PASSAGE GIVEN:

*-*-*

The Jazz Standards: A Guide to the Repertoire is a 2012 book by Ted Gioia documenting what he considers to be the most important tunes in the jazz repertoire. The book is published by Oxford University Press. The book features a range of jazz standards in alphabetical order, from Broadway show tunes by the likes of George Gershwin and Irving Berlin, to the standards of esteemed jazz musicians such as Duke Ellington, John Coltrane, Miles Davis, Thelonious Monk, Wayne Shorter and Charles Mingus. In the book Gioia has recommendations for definitive covers of each standard to listen to, over 2000 in total.

Background
Gioia states that he was inspired to write the book due to the difficulties he encountered as an aspiring jazz musician in his youth when he would turn up to jam sessions and feel embarrassed at not knowing the tunes and not having a list or some kind of reference he could use to learn to expected repertoire. He stated that: "I soon realized what countless other jazz musicians have no doubt also learned: in-depth study of the jazz repertoire is hardly a quaint historical sideline, but essential for survival. Not learning these songs puts a jazz player on a quick path to unemployment." Gioia's purpose for writing it was to provide a "type of survey, the kind of overview of the standard repertoire that I wished someone had given me back in the day—a guide that would have helped me as a musician, as a critic, as a historian, and simply as a fan and lover of the jazz idiom".

*-*-*

SET TASKS:
1. Translate this sentence from the passage about Ted Gioia's jazz standards book into Spanish: "The book is published by Oxford University Press."
2. Carry on the account of Ted Gioia's jazz standards book, beginning right after its final sentence.

EXTRACTED INFORMATION:
*-*-*

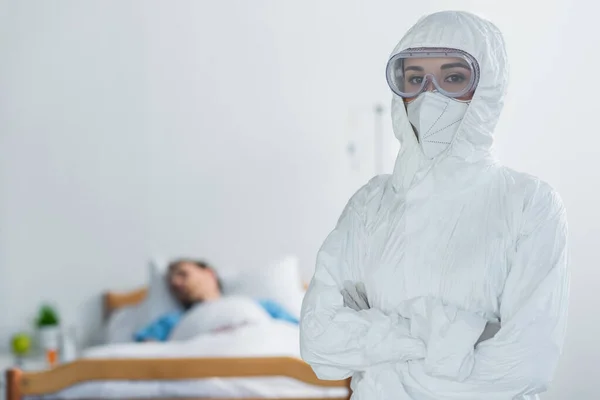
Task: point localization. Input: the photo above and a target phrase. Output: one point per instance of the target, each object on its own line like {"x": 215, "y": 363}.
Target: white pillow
{"x": 279, "y": 281}
{"x": 159, "y": 299}
{"x": 121, "y": 325}
{"x": 223, "y": 313}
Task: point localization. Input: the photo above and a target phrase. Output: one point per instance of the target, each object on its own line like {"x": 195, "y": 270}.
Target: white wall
{"x": 219, "y": 128}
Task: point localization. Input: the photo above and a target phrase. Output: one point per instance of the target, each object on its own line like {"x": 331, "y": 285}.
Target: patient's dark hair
{"x": 198, "y": 263}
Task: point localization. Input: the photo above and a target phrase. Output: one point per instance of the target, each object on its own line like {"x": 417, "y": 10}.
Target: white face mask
{"x": 436, "y": 119}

*-*-*

RESULTS OF THE TASKS:
1. El libro está publicado por Oxford University Press.

2.
Reviews
The Telegraph states that it is a "comprehensive guide to the most important jazz compositions, is a unique resource, a browser's companion, and an invaluable introduction to the art form", adding that "musicians who play these songs night after night now have a handy guide, outlining their history and significance and telling how they have been performed by different generations of jazz artists", and is described as such on the Toronto Public Library website. Clive Davis writing for The Independent noted that "Apart from his elegant prose style, the first thing you notice about Ted Gioia's approach to his subject is that the music clearly gives him no end of pleasure", and that the book contains numerous "witty" personal anecdotes of Gioia's experience of the tunes. He considers The Jazz Standards: A Guide to the Repertoire a "bold attempt to summarise the core repertoire". The London Review of Bookshops  wrote that the book would "appeal to a wide audience, serving as a fascinating introduction for new fans, an invaluable and long-needed handbook for jazz lovers and musicians, and an indispensable reference for students and educators". Dennis Drabelle of The Washington Post remarked that it was "hard to quarrel with Gioia’s seemingly encyclopedic knowledge of what is still hot or not" but was critical of some of his omissions of information, such as failing to mention that "I Can't Give You Anything but Love, Baby" was prominent in the Howard Hawks comedy Bringing Up Baby (1938).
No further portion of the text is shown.